Exercise: Your answer must be an exact copy of every record below.

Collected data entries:
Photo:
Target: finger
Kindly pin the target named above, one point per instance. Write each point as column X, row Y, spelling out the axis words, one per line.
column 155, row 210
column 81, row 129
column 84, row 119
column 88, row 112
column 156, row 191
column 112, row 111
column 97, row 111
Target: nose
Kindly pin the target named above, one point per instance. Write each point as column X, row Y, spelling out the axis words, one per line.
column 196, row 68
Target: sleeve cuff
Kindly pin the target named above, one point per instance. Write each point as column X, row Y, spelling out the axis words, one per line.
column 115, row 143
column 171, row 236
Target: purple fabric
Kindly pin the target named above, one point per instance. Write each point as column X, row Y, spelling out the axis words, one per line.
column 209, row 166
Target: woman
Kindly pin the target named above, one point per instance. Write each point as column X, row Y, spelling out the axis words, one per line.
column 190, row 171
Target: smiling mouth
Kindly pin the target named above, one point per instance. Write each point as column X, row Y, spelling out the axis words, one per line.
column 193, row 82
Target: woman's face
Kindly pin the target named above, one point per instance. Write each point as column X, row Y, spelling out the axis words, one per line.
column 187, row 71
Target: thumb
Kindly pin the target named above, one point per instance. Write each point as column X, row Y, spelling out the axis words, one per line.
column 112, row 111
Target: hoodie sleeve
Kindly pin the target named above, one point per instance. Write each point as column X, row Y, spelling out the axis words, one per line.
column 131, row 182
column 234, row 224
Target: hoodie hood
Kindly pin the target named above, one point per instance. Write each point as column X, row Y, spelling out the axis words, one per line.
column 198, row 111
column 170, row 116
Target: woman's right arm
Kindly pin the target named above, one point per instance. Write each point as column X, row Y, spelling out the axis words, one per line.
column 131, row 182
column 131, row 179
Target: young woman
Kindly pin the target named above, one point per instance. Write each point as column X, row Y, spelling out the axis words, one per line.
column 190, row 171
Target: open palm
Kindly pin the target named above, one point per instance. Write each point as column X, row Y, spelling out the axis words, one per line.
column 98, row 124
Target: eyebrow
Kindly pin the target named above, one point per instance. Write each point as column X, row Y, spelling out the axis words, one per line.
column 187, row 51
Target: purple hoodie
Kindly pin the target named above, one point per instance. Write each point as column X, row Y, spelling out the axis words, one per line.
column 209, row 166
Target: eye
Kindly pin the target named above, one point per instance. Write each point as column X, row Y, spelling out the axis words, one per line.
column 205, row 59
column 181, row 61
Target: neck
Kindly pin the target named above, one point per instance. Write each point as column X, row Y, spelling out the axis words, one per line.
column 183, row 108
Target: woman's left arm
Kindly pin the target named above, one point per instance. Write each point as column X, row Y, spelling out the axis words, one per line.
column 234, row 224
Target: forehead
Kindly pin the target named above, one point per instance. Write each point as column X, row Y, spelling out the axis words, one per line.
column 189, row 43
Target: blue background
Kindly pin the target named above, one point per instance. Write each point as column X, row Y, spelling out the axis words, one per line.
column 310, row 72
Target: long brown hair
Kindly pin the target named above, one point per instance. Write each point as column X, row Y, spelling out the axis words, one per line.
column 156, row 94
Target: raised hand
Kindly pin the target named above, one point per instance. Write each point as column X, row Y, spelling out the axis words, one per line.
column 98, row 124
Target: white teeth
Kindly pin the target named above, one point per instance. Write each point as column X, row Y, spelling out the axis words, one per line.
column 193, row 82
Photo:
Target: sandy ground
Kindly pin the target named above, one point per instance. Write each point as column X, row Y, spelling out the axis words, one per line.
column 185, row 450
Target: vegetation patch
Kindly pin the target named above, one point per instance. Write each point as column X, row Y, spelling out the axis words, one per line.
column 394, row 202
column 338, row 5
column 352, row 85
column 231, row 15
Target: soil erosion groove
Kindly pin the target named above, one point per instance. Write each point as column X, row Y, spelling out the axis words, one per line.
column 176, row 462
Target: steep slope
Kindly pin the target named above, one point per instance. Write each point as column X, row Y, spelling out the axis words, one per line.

Solution to this problem:
Photo:
Target: finger
Kindly pin the target named above, one point per instance. Write each point as column X, row Y, spelling out the axis words, one per line.
column 155, row 210
column 81, row 129
column 84, row 119
column 88, row 112
column 156, row 191
column 112, row 111
column 97, row 111
Target: nose
Kindly pin the target named above, one point per instance. Write each point as column X, row Y, spelling out the axis words, one per line.
column 196, row 68
Target: sleeve cuff
Kindly pin the target named above, one point per instance. Write each point as column X, row Y, spelling out the axis words, one per line.
column 115, row 143
column 171, row 236
Target: purple fabric
Kindly pin the target named above, one point per instance. Write each point as column X, row Y, spelling out the axis words, one per line.
column 209, row 166
Target: woman
Kindly pin the target named above, one point per instance. Write each point as column X, row Y, spelling out the axis words, one per line.
column 190, row 171
Target: smiling mouth
Kindly pin the target named above, one point per instance. Write each point as column X, row Y, spelling out the axis words, one per line.
column 193, row 82
Target: woman's face
Kindly pin the target named above, one point per instance. Write each point as column X, row Y, spelling out the axis words, one per line.
column 187, row 71
Target: thumb
Kindly pin the target named above, one point per instance. Write each point as column X, row Y, spelling out the axis words, one per line.
column 112, row 111
Target: hoodie sleeve
Kindly pin the target named above, one point per instance. Write each point as column X, row Y, spelling out the axis words, one per line.
column 131, row 182
column 234, row 224
Target: hoodie hood
Kindly pin the target named above, one point per instance. Write each point as column X, row Y, spelling out the axis words, one per line.
column 198, row 111
column 170, row 116
Target: woman's right arm
Kindly pin the target named above, one point per instance. Write each point as column X, row Y, spelling out the axis words, one per line.
column 131, row 182
column 131, row 179
Target: young woman
Kindly pin the target named above, one point per instance. Write each point as column X, row Y, spelling out the axis words, one per line.
column 190, row 171
Target: open palm
Kindly pin the target named above, one point per instance. Write each point as column X, row Y, spelling out the axis words, one per line.
column 98, row 124
Target: eyebrow
Kindly pin the target named above, one point per instance. Write each point as column X, row Y, spelling out the axis words, one per line.
column 187, row 51
Target: purple hoodie
Kindly pin the target named above, one point per instance. Write each point as column X, row Y, spelling out the axis words, one per line.
column 209, row 166
Target: eye
Kindly pin the target named above, one point per instance. Write each point as column X, row Y, spelling out the axis words, one per line.
column 205, row 59
column 181, row 61
Target: neck
Kindly pin the target named above, one point per instance. Write each point as column X, row Y, spelling out the axis words, one per line.
column 183, row 108
Target: woman's left arm
Kindly pin the target named above, one point per instance. Write each point as column X, row Y, spelling out the axis words, one per line.
column 234, row 224
Target: forehead
Kindly pin the target named above, one point per instance. Write each point as column X, row Y, spelling out the axis words, one per line.
column 189, row 43
Target: blue background
Kindly pin the target named above, one point per instance. Write each point as column X, row Y, spelling out the axis words, one per line.
column 310, row 72
Target: long brown hair
Kindly pin the target named above, one point per instance. Write each point as column X, row Y, spelling out the axis words, one per line.
column 156, row 94
Target: raised hand
Kindly pin the target named above, one point per instance. Write each point as column X, row Y, spelling out the axis words, one per line.
column 98, row 124
Target: white teeth
Kindly pin the target named above, one point per instance. Write each point as column X, row Y, spelling out the axis words, one per line.
column 193, row 82
Photo:
Target: sandy ground
Kindly pin the target named above, one point per instance. Write each point as column X, row Y, spelling out the axis words, one per line.
column 185, row 450
Target: vegetation patch
Kindly pin the target named above, one point per instance. Write each point as column X, row Y, spelling out the axis words, one per line.
column 394, row 202
column 338, row 5
column 352, row 85
column 231, row 15
Target: soil erosion groove
Kindly pin the target named above, one point per instance. Write each point as column X, row Y, spelling out the axis words, one per line.
column 176, row 462
Target: steep slope
Kindly pin the target named above, one point per instance. Write each point as column X, row Y, spelling out the axis words, one per line.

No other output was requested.